> Exercise
For every line below, restate it exactly and drop the images.

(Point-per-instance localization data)
+-------+
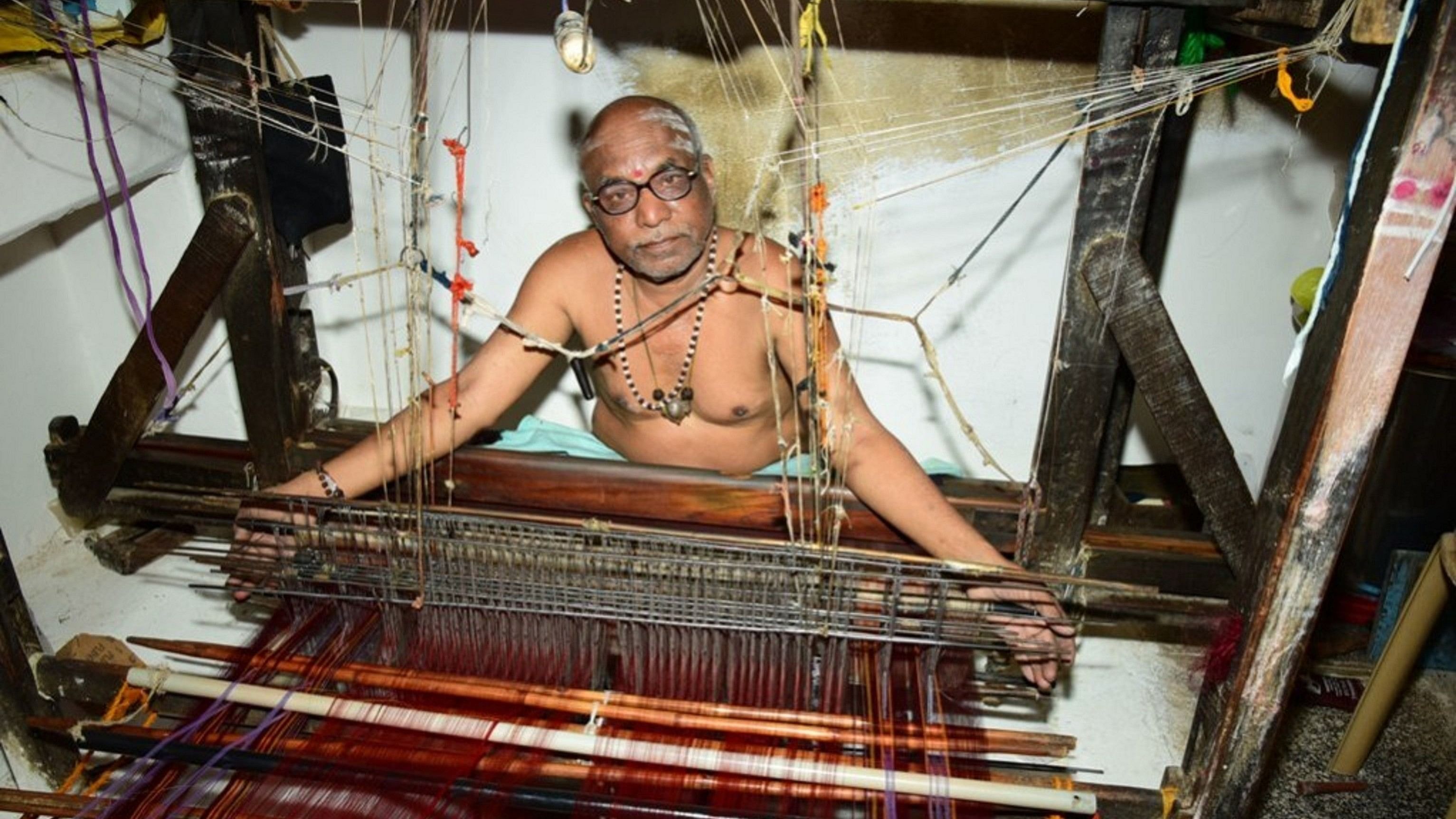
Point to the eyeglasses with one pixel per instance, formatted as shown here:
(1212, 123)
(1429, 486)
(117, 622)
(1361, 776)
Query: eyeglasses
(669, 185)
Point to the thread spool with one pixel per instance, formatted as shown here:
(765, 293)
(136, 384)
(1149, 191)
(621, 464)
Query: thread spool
(574, 43)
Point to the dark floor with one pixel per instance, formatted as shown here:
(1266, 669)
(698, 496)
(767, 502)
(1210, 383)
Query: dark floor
(1411, 773)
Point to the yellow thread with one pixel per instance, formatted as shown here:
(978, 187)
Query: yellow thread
(1170, 799)
(812, 29)
(127, 700)
(1286, 85)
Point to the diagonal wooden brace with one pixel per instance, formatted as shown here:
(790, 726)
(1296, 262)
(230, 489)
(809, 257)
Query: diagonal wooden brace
(1126, 293)
(220, 242)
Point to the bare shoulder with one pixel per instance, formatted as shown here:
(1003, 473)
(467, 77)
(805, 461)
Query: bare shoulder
(573, 256)
(765, 261)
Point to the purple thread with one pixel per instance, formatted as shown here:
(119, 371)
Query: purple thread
(139, 316)
(208, 769)
(115, 789)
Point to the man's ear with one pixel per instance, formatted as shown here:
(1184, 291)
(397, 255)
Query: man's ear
(705, 169)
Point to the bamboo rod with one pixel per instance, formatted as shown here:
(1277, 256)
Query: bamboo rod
(626, 751)
(1423, 609)
(828, 552)
(625, 707)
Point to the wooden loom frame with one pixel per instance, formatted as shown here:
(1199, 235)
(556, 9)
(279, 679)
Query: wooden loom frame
(1275, 555)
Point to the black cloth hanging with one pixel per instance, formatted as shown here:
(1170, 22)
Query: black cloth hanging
(309, 182)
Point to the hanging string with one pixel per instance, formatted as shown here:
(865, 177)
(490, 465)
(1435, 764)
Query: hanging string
(459, 286)
(142, 316)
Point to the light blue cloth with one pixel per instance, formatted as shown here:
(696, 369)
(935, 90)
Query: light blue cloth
(548, 437)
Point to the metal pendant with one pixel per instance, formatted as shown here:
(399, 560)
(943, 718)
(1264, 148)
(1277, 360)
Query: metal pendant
(678, 408)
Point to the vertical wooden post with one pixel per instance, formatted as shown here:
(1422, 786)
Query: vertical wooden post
(1172, 156)
(274, 386)
(18, 695)
(1111, 200)
(1340, 399)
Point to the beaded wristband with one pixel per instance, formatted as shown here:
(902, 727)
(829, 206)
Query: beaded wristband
(331, 488)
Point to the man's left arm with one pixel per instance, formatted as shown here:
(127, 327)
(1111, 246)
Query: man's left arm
(886, 478)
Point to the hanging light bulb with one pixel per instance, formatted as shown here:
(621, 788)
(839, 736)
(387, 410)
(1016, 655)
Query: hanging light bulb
(574, 43)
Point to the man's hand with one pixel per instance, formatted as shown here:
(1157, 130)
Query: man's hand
(1041, 639)
(263, 539)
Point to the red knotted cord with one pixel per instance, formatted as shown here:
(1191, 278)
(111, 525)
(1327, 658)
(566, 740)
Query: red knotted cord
(459, 286)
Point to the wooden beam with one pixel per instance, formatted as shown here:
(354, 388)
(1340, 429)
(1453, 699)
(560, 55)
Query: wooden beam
(19, 697)
(126, 406)
(1127, 294)
(216, 47)
(1172, 158)
(1376, 21)
(1340, 399)
(213, 471)
(1111, 200)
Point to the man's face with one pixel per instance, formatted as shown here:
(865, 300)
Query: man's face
(659, 241)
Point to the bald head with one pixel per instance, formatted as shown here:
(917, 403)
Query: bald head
(635, 110)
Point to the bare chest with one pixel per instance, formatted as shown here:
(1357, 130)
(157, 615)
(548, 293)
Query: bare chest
(714, 353)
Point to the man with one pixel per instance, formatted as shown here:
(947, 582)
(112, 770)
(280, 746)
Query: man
(695, 387)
+-------+
> Exercise output
Point to the eyeglasses with one pixel per instance, formatted as shown here:
(1212, 123)
(1429, 486)
(117, 622)
(1361, 776)
Query: eyeglasses
(669, 185)
Point to the thread spool with one pixel per instance, formatted as shown here:
(765, 293)
(136, 384)
(1149, 191)
(621, 464)
Query: thread spool
(574, 43)
Point to the dark floor with one pixel per instance, formatted as shown here:
(1266, 669)
(698, 496)
(767, 502)
(1210, 383)
Query: dark floor
(1411, 773)
Point to the yellow thread with one pixel per instance, formatted as shown here:
(978, 187)
Query: yellow thread
(1170, 799)
(812, 29)
(127, 700)
(1286, 85)
Point to the diagonal wooden brace with one pixel per instance, formatted as shown here:
(790, 726)
(1296, 262)
(230, 489)
(809, 257)
Query: diagonal wooden brace
(1126, 293)
(220, 242)
Point to the bare shoulder with one pixel per instance, formatted as shown here:
(1003, 473)
(467, 77)
(805, 461)
Query: bare shoulder
(573, 256)
(765, 261)
Point to the purple thread with one pixel per instance, formatted as shown here:
(119, 371)
Query: purple thread
(139, 316)
(208, 769)
(115, 789)
Point to the man's ear with one pixel per instance, formatted as shown here:
(1184, 291)
(397, 255)
Query: man's ear
(705, 169)
Point to the bamboo rod with one pixel per instance, formatted as shown here:
(1277, 256)
Query: bamboo rod
(626, 751)
(1423, 609)
(828, 552)
(625, 707)
Point to the wooden loom frame with one pixel per instance, formatted as shown here:
(1199, 235)
(556, 9)
(279, 679)
Query: wooden loom frame
(1275, 555)
Point to the black cloth hanging with one pixel per instance, formatted as shown here:
(1170, 22)
Query: black cloth hanging
(309, 182)
Point to the hanging string with one pixel per instance, formatted as shown here:
(865, 177)
(490, 465)
(1435, 764)
Query: hanging string
(459, 286)
(142, 316)
Point to the light blue cloth with one pixel per instance, formatted as shown here:
(696, 369)
(935, 90)
Query: light blue cloth
(548, 437)
Point to the metal pendant with one pixel per instance, formatted as shown here:
(399, 560)
(943, 718)
(1264, 148)
(1277, 360)
Query: metal pendant
(678, 408)
Point to the vertical wooden post with one pixel per instance, formatted as shown here:
(1422, 786)
Query: vertical wooden post
(1172, 156)
(274, 386)
(18, 695)
(1111, 200)
(1340, 399)
Point to the beaded wristband with one pixel per instance, formatted as shown here:
(902, 727)
(829, 206)
Query: beaded wristband
(331, 488)
Point to the man's left arm with one pixel per instance, formatted as shown here:
(127, 327)
(1111, 246)
Query: man's left arm
(886, 478)
Point to the hanging light bulb with one pixel per instance, formatted as shown here:
(621, 788)
(839, 736)
(387, 410)
(1016, 655)
Query: hanging light bulb
(574, 43)
Point to the man's hand with one pixel per instance, formatted as shown here:
(1157, 130)
Query: man's hand
(1041, 639)
(263, 539)
Point to the red knotted cord with one pixel per instance, formatted as shown here:
(1191, 278)
(111, 525)
(1327, 658)
(566, 740)
Query: red knotted cord
(459, 286)
Point to the wooden beam with one pixel per instance, formatted as shown here:
(354, 388)
(1340, 429)
(1453, 699)
(560, 55)
Query: wooden beam
(19, 697)
(126, 406)
(1127, 294)
(216, 47)
(1172, 158)
(1376, 21)
(1340, 399)
(213, 471)
(1111, 200)
Point to the man's face with one pixel per instance, formatted as shown here:
(865, 300)
Query: man's face
(659, 241)
Point to the bald head with one pixel per instance, formatted as shown here:
(917, 403)
Query: bald head
(635, 110)
Point to the bare chest with one pixel per instance, formatted as shown here:
(1357, 130)
(157, 615)
(548, 293)
Query: bare chest
(714, 353)
Point to the man with one pixel per instance, formatted as shown here:
(947, 582)
(112, 770)
(280, 746)
Query: man
(695, 387)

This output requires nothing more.